◆ The problem
Each record must be copied in full and unchanged; any image it holds is excluded.

◆ Source information
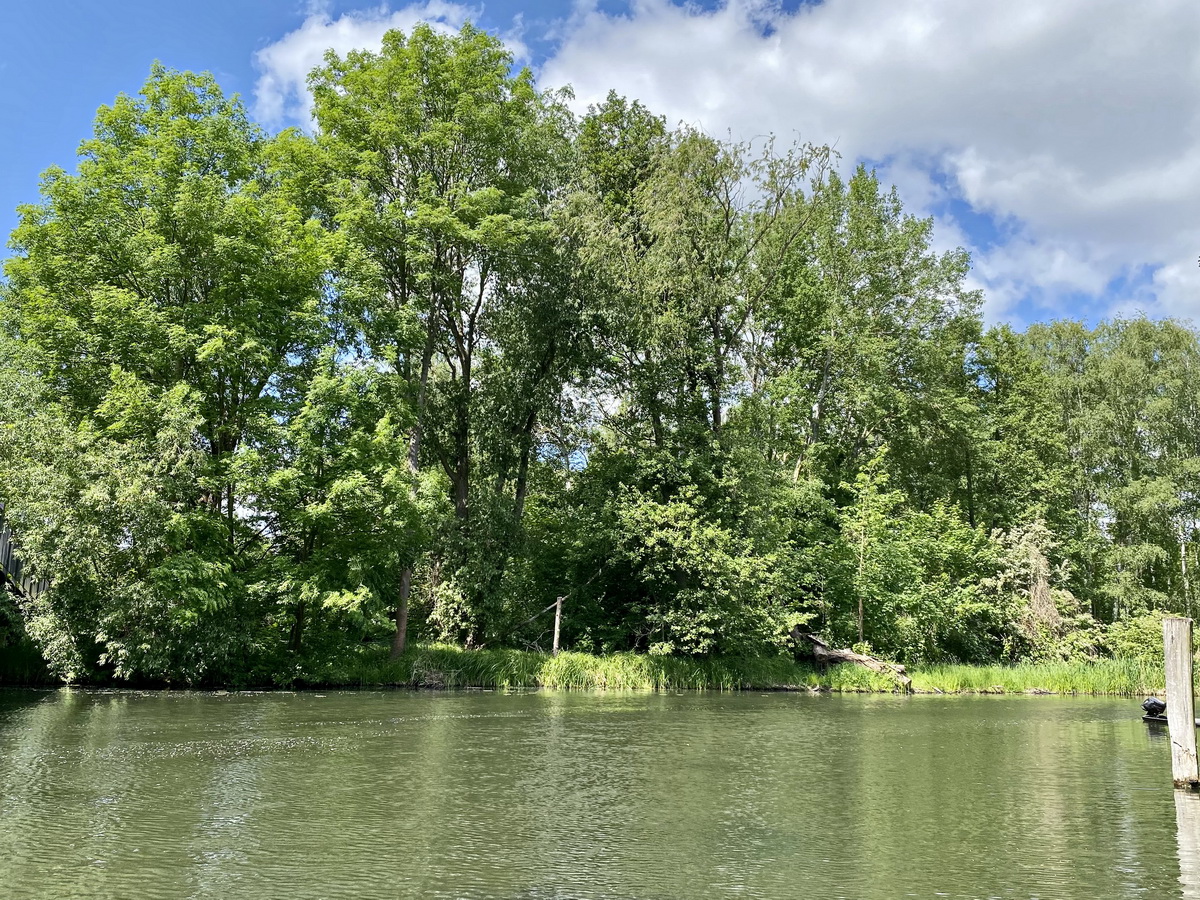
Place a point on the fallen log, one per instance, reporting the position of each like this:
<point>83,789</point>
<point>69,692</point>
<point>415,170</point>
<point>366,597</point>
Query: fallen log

◆ Output
Place a point on the fallen log, one per instance, reporting the position of each like this:
<point>83,789</point>
<point>69,692</point>
<point>415,170</point>
<point>366,597</point>
Query: fallen log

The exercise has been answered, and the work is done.